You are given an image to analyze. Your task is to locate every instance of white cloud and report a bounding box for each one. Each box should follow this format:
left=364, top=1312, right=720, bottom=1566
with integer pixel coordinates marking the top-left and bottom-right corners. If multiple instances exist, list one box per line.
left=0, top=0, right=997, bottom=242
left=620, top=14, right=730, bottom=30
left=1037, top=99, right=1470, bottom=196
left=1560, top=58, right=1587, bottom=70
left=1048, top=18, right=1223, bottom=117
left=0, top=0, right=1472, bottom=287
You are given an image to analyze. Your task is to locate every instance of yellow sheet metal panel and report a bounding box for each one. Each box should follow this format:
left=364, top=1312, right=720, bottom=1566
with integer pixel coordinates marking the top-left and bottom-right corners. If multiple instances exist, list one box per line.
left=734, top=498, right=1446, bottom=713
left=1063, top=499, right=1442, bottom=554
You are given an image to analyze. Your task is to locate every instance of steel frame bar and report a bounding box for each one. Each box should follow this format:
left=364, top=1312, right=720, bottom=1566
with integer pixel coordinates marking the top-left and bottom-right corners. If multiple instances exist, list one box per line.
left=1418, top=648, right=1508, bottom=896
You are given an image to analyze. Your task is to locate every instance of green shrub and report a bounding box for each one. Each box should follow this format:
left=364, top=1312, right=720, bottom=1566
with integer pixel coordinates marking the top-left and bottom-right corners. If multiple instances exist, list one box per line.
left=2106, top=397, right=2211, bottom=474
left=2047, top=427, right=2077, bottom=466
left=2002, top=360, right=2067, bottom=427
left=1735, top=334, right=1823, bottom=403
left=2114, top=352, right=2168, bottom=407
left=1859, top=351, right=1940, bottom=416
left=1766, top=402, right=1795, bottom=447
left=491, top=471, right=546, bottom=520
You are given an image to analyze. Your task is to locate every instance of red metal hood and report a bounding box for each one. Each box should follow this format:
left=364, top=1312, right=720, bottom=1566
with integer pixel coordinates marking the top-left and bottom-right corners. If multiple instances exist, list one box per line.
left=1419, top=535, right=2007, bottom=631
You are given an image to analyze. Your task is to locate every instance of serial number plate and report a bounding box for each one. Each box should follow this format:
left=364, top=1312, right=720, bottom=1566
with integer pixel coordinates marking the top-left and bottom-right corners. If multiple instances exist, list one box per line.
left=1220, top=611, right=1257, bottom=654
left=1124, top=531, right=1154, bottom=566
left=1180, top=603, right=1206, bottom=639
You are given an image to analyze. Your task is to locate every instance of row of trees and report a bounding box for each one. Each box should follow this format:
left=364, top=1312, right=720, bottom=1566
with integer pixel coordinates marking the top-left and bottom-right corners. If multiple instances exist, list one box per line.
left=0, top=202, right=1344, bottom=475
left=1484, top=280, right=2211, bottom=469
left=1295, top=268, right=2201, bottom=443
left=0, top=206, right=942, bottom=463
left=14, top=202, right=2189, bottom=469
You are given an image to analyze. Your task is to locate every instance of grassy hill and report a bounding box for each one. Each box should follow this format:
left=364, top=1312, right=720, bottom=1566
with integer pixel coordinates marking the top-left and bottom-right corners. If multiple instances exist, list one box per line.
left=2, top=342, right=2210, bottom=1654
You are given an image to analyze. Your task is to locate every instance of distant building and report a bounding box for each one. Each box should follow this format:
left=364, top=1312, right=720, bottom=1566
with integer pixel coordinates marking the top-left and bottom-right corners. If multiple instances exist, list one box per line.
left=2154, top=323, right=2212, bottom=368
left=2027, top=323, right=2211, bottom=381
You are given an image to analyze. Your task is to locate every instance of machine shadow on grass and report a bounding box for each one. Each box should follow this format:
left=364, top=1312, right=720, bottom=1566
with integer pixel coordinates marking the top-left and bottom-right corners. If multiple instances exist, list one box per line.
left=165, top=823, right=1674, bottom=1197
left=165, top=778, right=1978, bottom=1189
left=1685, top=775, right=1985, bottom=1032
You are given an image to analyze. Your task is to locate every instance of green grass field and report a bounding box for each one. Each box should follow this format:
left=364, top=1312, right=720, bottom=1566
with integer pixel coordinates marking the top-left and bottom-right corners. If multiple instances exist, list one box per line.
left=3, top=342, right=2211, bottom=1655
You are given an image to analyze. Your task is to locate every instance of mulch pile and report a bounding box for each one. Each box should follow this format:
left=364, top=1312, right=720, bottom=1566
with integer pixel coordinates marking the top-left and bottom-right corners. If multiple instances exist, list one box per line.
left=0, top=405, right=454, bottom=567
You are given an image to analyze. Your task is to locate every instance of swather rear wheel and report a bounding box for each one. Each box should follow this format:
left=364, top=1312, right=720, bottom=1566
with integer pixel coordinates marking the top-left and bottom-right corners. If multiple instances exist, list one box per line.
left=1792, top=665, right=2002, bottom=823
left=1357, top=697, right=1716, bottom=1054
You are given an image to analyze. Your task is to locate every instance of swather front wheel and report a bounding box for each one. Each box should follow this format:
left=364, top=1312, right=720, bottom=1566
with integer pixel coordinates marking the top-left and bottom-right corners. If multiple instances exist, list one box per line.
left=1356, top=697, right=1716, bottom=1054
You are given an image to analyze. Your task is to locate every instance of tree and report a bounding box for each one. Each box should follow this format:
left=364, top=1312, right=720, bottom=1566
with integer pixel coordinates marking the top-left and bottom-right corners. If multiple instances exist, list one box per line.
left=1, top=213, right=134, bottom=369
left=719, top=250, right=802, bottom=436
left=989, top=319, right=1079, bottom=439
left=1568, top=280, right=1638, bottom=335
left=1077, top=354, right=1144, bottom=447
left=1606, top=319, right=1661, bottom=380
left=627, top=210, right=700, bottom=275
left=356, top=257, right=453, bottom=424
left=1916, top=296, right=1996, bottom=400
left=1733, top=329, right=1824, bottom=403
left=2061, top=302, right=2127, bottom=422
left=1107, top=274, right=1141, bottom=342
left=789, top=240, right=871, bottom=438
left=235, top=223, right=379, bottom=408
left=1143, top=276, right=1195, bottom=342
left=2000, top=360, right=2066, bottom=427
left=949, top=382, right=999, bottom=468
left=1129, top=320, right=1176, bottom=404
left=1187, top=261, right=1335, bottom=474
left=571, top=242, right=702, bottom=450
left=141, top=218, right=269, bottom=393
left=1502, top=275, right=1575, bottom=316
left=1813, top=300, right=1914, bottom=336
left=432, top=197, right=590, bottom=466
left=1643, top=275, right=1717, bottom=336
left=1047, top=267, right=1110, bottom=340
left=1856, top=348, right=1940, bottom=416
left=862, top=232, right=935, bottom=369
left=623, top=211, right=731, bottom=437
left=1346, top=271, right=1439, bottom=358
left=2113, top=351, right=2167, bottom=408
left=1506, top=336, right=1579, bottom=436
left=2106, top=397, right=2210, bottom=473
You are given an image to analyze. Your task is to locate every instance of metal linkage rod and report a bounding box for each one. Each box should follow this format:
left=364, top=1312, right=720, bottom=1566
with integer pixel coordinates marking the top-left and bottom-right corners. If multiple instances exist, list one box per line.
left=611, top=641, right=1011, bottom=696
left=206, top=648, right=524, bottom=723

+++++

PROBLEM TO SOLVE ▸ Each entry needs to be transcribed exactly.

SOLUTION FOR THIS PROBLEM ▸
You are given an image to analyze. Your task is to locate every instance of white cloud and report a bounding box for each one. Each box should follow this format:
left=364, top=1312, right=720, bottom=1566
with integer pixel coordinates marking the top-left and bottom-right corners. If multiple instances exist, list one box per line.
left=0, top=0, right=997, bottom=242
left=620, top=14, right=730, bottom=30
left=1037, top=99, right=1470, bottom=196
left=1560, top=58, right=1587, bottom=70
left=1048, top=18, right=1223, bottom=117
left=0, top=0, right=1472, bottom=287
You are given an image to analyze. Your task is to locate every instance of yellow sheet metal panel and report a bounding box for each one. Each box should follow this format:
left=364, top=1312, right=720, bottom=1566
with integer pixel coordinates marking the top-left and bottom-right corners. If multiple instances exist, list one box per line.
left=734, top=498, right=1446, bottom=713
left=1063, top=499, right=1442, bottom=554
You are given an image to analyze. Your task is to locate every instance of steel frame bar and report a bounding box for each one. Each box should follow this format:
left=364, top=1312, right=720, bottom=1566
with integer pixel coordinates marking the top-left and bottom-right corners. If multiple instances exist, list one box per line.
left=1418, top=648, right=1508, bottom=896
You are given an image to analyze. Your task is to locate every instance of green shrub and report a bounding box for each one. Each box should follow this format:
left=364, top=1312, right=720, bottom=1566
with integer pixel coordinates marking the top-left and bottom-right corners. If multiple instances exist, list one box per line.
left=2106, top=397, right=2211, bottom=474
left=2047, top=427, right=2077, bottom=466
left=2002, top=360, right=2067, bottom=427
left=1735, top=334, right=1823, bottom=403
left=2114, top=352, right=2168, bottom=407
left=1859, top=351, right=1940, bottom=416
left=1766, top=402, right=1795, bottom=447
left=491, top=471, right=546, bottom=520
You are given an image to analyze. Your task is to locate every instance of red metal hood and report a bounding box for each one. Each box should follow this format:
left=364, top=1312, right=720, bottom=1566
with integer pixel coordinates marking the top-left and bottom-right corners. If multiple instances exist, list one box per line.
left=1419, top=535, right=2007, bottom=631
You are given an image to analyze. Your task is to locate every instance of serial number plate and report a bounding box for each one. Each box should follow this format:
left=364, top=1312, right=720, bottom=1566
with integer pixel coordinates marking the top-left and bottom-right corners. If multiple instances exist, list one box per line.
left=1220, top=611, right=1257, bottom=654
left=1124, top=531, right=1154, bottom=566
left=1180, top=603, right=1206, bottom=639
You are given an image to analyze. Your task is to locate every instance of row of trees and report a bounding box for each one. Each box should follow this format:
left=364, top=1312, right=720, bottom=1566
with integer pixel coordinates marking the top-left and bottom-right corners. If multiple instances exist, list one box per line.
left=0, top=202, right=1344, bottom=475
left=1484, top=280, right=2211, bottom=469
left=1295, top=268, right=2201, bottom=443
left=0, top=206, right=942, bottom=463
left=14, top=202, right=2189, bottom=469
You are given an image to analyze. Your task is to locate every instance of grassy hill and report a bounding box for each one. Each box should follow this format:
left=364, top=1312, right=720, bottom=1566
with integer pixel coordinates marking the top-left and bottom-right corners. If multiple instances exist, list one box per line.
left=2, top=342, right=2210, bottom=1654
You are given an image to analyze. Your task is to locate every instance of distant building and report a bounding box for each one. Each box should follow this format:
left=364, top=1312, right=720, bottom=1566
with integer pixel coordinates marking the top-left and bottom-right corners. If multiple instances exist, list one box per line.
left=2154, top=323, right=2212, bottom=368
left=2027, top=323, right=2211, bottom=381
You are given an image to analyze. Your task is to locate every instance of machine shadow on grass and report a bounding box for each one. Each box should follow this format:
left=364, top=1312, right=720, bottom=1566
with integer pixel coordinates marking the top-left and bottom-right corners. If multiple instances exist, list one box per line.
left=165, top=823, right=1674, bottom=1197
left=165, top=778, right=1978, bottom=1189
left=1685, top=775, right=1985, bottom=1032
You are given an image to analyze. Your task is to locate every instance of green grass field and report a bounding box for each one. Each box should follow this format:
left=364, top=1312, right=720, bottom=1566
with integer pixel coordinates marking the top-left and bottom-right corners. If multiple instances exist, list one box per line.
left=3, top=342, right=2211, bottom=1655
You are given an image to analyze. Your task is to locate every instance of mulch pile and report a bounding box for each one. Each box should follow this format:
left=364, top=1312, right=720, bottom=1566
with integer pixel coordinates marking the top-left and bottom-right corners. If multiple instances exist, list one box per line.
left=0, top=405, right=454, bottom=567
You are given an image to analyze. Your task is to locate every instance of swather rear wheel and report a bounding box for each one. Each box should follow this format:
left=364, top=1312, right=720, bottom=1566
with integer pixel coordinates marking the top-left and bottom-right corners. If multiple instances exist, list one box per line.
left=1792, top=665, right=2002, bottom=823
left=1357, top=697, right=1716, bottom=1054
You are given an image to analyze. Your task is to locate every instance of swather front wheel and report a bounding box for each one. Each box should follow this format:
left=364, top=1312, right=720, bottom=1566
with integer pixel coordinates marking the top-left and bottom-right corners. If multiple instances exist, list one box per line.
left=1356, top=697, right=1716, bottom=1054
You are given an image to analyze. Your task is to locate every instance of tree and report a bounding box for each one. Each box should follow this format:
left=364, top=1312, right=720, bottom=1566
with integer pixel coordinates marking the top-left and bottom-right corners. If multiple instances exist, list one box per line.
left=1, top=213, right=134, bottom=369
left=719, top=250, right=802, bottom=436
left=989, top=319, right=1079, bottom=439
left=1568, top=280, right=1638, bottom=335
left=1077, top=354, right=1144, bottom=447
left=1606, top=319, right=1661, bottom=380
left=627, top=210, right=700, bottom=275
left=356, top=257, right=453, bottom=424
left=1916, top=296, right=1996, bottom=400
left=1733, top=329, right=1824, bottom=403
left=2061, top=302, right=2127, bottom=422
left=1107, top=274, right=1141, bottom=342
left=789, top=240, right=871, bottom=438
left=235, top=223, right=379, bottom=408
left=1143, top=276, right=1195, bottom=342
left=2000, top=360, right=2066, bottom=427
left=949, top=382, right=999, bottom=468
left=1129, top=320, right=1176, bottom=404
left=1187, top=261, right=1335, bottom=474
left=571, top=242, right=702, bottom=450
left=141, top=218, right=269, bottom=393
left=1502, top=275, right=1575, bottom=316
left=1813, top=300, right=1914, bottom=336
left=432, top=197, right=590, bottom=466
left=1643, top=275, right=1717, bottom=336
left=1047, top=267, right=1110, bottom=340
left=1856, top=348, right=1940, bottom=416
left=862, top=232, right=935, bottom=369
left=623, top=211, right=731, bottom=437
left=1346, top=271, right=1439, bottom=358
left=2113, top=351, right=2167, bottom=408
left=1506, top=336, right=1579, bottom=436
left=2106, top=397, right=2210, bottom=473
You are given an image to analyze. Your task is to locate every instance of metal linkage rod and report a bounding box for each one. Each box should follow this format:
left=364, top=1312, right=720, bottom=1566
with integer pixel coordinates marking the top-left and bottom-right corners. If multiple instances exist, list one box per line.
left=611, top=641, right=1011, bottom=696
left=206, top=648, right=524, bottom=723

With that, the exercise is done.